* _Activity_
Reproduce the listing that follows character for character, excluding its pictures.
(Data for review)
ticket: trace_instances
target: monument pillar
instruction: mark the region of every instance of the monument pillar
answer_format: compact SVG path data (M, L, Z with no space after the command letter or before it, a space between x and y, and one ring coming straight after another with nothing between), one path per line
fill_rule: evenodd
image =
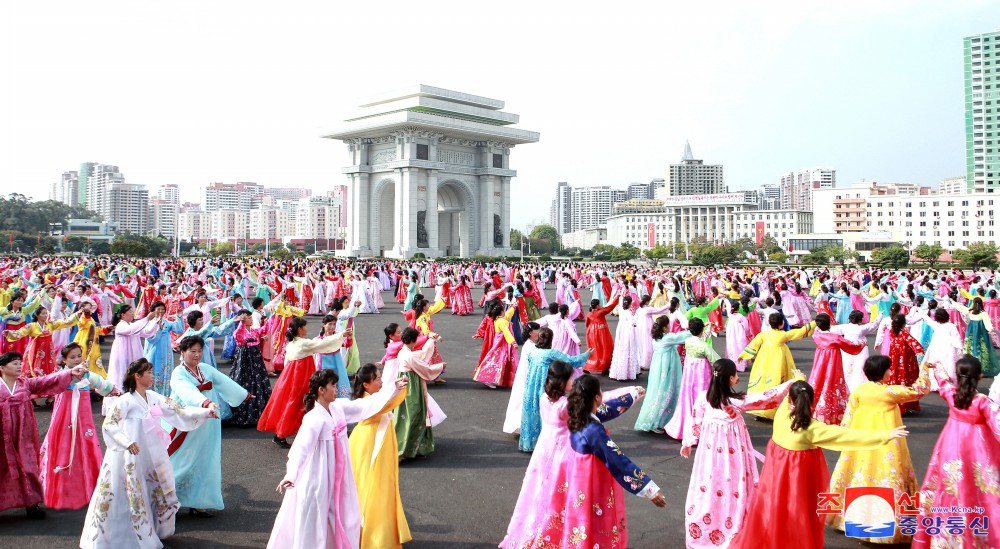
(End Data for review)
* _Task result_
ticket: trace_instances
target: monument pillar
instruction: mark the region of every instance of the monument pillar
answer_format: compact SVG path data (M, L, Z with no space after the command letter or before it, a space between x and y, and one ring coming straight after another with nothing between), one path per line
fill_rule: evenodd
image =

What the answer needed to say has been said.